-- Entries start --

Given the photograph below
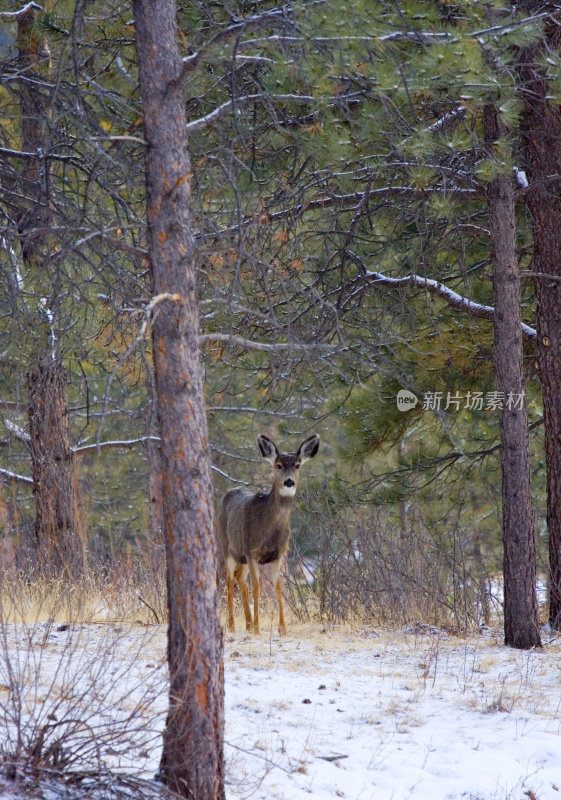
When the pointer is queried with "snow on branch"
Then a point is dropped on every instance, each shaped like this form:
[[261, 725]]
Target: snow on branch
[[451, 297], [13, 476], [231, 338]]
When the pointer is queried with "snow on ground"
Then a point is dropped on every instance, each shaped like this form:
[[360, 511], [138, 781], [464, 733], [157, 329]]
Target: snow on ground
[[386, 714]]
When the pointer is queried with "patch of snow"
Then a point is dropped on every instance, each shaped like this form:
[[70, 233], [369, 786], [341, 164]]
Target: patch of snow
[[367, 715]]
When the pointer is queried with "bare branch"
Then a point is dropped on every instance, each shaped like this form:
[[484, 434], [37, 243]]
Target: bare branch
[[194, 60], [87, 448], [208, 119], [452, 298]]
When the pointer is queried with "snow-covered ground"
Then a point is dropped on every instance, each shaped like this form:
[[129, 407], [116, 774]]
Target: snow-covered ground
[[409, 713]]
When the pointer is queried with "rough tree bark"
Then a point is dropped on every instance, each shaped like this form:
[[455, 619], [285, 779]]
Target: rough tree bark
[[520, 601], [192, 757], [541, 138]]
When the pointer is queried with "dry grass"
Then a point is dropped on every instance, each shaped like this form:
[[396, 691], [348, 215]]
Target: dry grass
[[120, 598]]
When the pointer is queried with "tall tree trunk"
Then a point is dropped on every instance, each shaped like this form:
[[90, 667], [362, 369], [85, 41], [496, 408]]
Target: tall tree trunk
[[192, 757], [520, 600], [59, 541], [541, 137], [60, 538]]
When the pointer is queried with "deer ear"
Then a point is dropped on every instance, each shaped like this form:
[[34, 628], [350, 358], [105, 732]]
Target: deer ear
[[308, 448], [267, 448]]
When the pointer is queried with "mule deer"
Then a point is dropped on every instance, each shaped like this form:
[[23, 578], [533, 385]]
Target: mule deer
[[254, 528]]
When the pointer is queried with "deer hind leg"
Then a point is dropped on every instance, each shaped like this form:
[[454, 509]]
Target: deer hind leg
[[230, 582], [276, 577], [254, 572], [241, 577]]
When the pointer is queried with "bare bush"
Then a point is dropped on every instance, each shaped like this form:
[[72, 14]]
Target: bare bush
[[367, 567], [78, 700]]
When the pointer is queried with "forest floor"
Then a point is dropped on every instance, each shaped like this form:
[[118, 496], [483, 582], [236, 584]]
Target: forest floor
[[325, 712]]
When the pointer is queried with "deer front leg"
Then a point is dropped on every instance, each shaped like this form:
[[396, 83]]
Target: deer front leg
[[241, 577], [276, 577], [254, 572]]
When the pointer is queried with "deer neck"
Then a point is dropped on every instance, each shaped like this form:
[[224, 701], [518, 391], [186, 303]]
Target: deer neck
[[280, 504]]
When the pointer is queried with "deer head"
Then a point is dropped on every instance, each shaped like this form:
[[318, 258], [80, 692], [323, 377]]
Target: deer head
[[287, 465]]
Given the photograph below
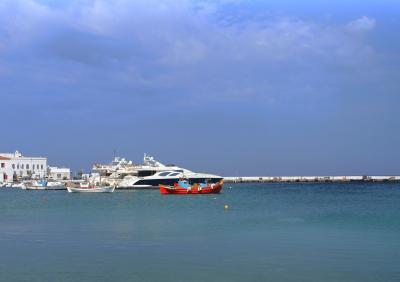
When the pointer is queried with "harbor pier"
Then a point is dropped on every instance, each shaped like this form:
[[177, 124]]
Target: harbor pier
[[287, 179]]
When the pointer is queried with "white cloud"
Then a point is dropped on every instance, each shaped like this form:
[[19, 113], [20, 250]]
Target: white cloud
[[362, 25], [176, 45]]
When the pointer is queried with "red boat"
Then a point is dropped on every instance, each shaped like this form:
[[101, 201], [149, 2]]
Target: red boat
[[181, 188]]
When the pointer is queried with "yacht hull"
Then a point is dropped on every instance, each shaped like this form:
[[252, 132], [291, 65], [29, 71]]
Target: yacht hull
[[155, 183], [107, 189]]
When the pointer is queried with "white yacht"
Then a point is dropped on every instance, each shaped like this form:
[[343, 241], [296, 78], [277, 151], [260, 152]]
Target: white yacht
[[151, 174]]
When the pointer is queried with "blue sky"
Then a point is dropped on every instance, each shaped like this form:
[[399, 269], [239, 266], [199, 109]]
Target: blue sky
[[230, 87]]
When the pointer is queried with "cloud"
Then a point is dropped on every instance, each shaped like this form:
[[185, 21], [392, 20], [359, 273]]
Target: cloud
[[362, 25], [180, 48]]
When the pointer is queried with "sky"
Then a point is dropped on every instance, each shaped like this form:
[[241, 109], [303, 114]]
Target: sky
[[228, 87]]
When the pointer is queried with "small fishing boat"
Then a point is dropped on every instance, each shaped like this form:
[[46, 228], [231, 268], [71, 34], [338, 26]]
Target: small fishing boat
[[183, 188], [36, 185], [86, 187]]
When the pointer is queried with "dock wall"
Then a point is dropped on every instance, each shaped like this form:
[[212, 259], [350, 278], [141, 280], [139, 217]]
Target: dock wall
[[254, 179]]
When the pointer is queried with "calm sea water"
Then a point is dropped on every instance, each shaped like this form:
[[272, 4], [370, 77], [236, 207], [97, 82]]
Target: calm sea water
[[271, 232]]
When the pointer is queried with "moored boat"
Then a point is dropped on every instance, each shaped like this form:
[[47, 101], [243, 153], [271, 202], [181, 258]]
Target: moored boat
[[88, 188], [183, 188]]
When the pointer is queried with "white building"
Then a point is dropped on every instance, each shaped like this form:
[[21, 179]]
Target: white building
[[58, 173], [14, 166]]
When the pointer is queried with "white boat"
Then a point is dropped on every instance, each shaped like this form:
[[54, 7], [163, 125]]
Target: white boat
[[17, 185], [44, 185], [86, 188], [149, 175]]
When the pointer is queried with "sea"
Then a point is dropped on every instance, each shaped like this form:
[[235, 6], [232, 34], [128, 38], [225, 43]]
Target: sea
[[249, 232]]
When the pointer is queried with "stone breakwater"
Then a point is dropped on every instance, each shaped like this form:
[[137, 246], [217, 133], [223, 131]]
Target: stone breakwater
[[344, 179]]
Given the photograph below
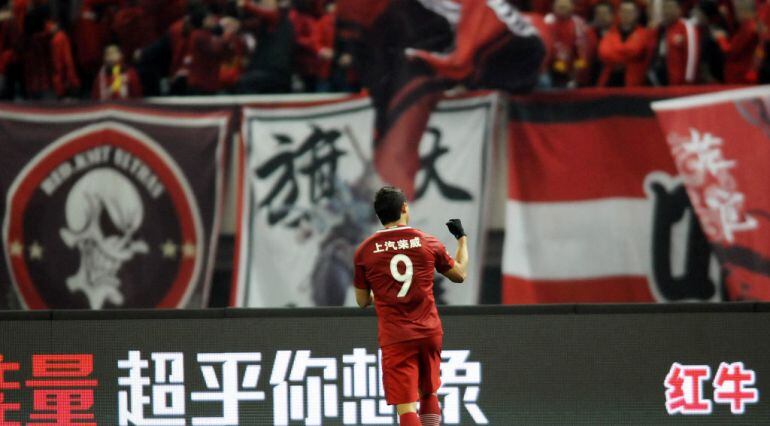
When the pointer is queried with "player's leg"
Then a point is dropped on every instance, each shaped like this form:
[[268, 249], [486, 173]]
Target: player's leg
[[430, 380], [407, 414], [399, 379]]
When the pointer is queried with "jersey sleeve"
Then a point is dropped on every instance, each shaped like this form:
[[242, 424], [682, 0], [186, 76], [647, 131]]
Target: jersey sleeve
[[359, 273], [443, 260]]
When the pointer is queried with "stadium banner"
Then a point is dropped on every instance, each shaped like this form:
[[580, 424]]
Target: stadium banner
[[698, 365], [596, 210], [108, 206], [721, 143], [307, 187]]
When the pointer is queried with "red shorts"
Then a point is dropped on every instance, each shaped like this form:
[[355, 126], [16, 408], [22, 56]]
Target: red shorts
[[411, 369]]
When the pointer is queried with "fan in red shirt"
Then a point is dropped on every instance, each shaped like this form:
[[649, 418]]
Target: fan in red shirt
[[624, 50], [115, 80], [394, 268]]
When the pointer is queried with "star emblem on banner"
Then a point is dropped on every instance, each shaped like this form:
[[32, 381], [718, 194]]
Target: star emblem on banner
[[36, 251], [169, 249]]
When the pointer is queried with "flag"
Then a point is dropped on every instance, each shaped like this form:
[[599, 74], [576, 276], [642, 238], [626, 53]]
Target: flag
[[596, 211], [721, 145], [109, 206]]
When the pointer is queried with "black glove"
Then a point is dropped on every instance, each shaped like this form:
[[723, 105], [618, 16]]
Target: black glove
[[456, 228]]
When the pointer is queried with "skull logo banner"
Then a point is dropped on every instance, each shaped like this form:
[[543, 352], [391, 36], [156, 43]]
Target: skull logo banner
[[107, 209]]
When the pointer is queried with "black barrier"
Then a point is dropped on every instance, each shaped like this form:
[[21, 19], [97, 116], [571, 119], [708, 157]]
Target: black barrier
[[571, 364]]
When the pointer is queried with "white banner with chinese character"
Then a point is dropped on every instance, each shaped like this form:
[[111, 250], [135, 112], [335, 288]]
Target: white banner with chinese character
[[307, 185]]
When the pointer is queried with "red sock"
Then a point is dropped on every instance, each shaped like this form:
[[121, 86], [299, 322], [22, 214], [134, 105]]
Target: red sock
[[430, 412], [409, 419]]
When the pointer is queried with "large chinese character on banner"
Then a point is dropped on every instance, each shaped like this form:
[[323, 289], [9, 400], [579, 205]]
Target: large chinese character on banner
[[721, 144], [109, 207], [308, 184]]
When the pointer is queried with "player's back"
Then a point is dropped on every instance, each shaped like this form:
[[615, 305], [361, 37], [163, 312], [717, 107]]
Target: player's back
[[398, 265]]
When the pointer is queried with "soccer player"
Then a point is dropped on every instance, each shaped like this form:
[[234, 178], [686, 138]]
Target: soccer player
[[394, 269]]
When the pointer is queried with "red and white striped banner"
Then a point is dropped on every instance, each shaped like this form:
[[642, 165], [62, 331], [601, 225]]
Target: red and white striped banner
[[595, 210]]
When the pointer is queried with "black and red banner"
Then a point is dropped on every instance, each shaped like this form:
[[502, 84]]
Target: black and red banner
[[720, 144], [109, 206], [596, 210]]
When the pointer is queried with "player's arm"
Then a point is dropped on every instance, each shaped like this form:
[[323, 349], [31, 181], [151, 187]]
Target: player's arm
[[364, 297], [459, 272]]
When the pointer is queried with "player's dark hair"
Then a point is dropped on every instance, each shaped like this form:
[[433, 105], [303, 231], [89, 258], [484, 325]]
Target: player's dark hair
[[388, 203]]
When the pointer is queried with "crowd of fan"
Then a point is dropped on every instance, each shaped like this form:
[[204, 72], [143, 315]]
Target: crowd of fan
[[116, 49], [656, 42]]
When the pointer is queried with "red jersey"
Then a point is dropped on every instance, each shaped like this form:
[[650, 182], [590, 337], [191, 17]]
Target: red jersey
[[397, 265]]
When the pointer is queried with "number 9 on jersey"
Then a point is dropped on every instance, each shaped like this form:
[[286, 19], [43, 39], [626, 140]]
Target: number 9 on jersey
[[406, 278]]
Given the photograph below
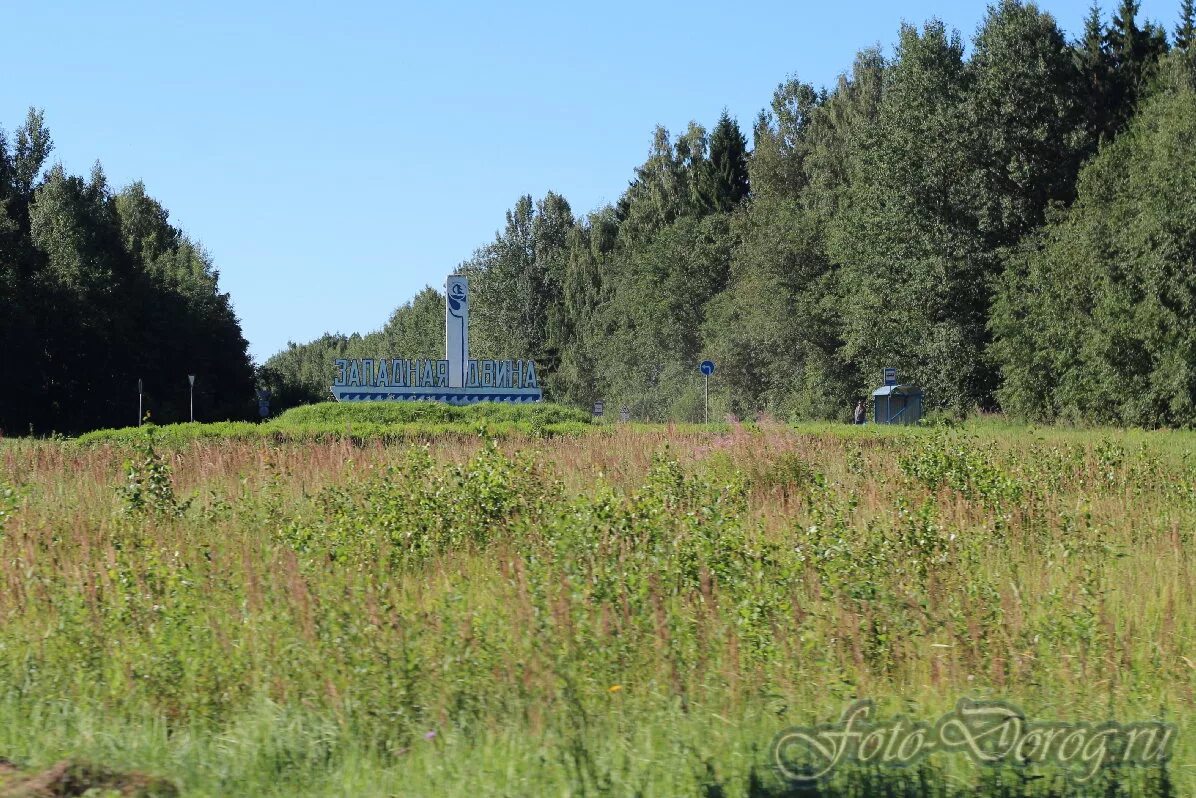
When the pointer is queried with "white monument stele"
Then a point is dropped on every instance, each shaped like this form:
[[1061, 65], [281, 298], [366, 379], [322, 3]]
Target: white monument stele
[[456, 379]]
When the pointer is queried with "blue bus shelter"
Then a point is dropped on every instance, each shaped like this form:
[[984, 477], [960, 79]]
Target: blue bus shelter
[[897, 404]]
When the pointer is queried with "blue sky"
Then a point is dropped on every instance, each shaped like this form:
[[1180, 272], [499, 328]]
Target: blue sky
[[335, 158]]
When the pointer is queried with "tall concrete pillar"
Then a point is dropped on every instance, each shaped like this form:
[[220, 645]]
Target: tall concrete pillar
[[457, 329]]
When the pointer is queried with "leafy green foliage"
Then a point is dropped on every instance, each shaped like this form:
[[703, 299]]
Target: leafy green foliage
[[97, 291], [1091, 318]]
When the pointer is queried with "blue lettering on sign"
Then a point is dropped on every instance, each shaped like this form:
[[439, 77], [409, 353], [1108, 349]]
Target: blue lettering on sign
[[366, 379]]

-- Entries end --

- [Required work] Copy word for word the stretch from the start of the lines above through the line containing "[[386, 714]]". Leave the pictures out.

- [Answer to this task]
Given the photograph below
When the pointer is queried with "snow on branch"
Then a point is dropped on every instance, each shaped like this form:
[[261, 725]]
Target: snow on branch
[[451, 297], [13, 476], [231, 338]]
When the pointer is queried with "snow on ground"
Then a point is dropped on every instance, each shaped like this form:
[[360, 511], [138, 781], [464, 733], [157, 329]]
Target: snow on ground
[[386, 714]]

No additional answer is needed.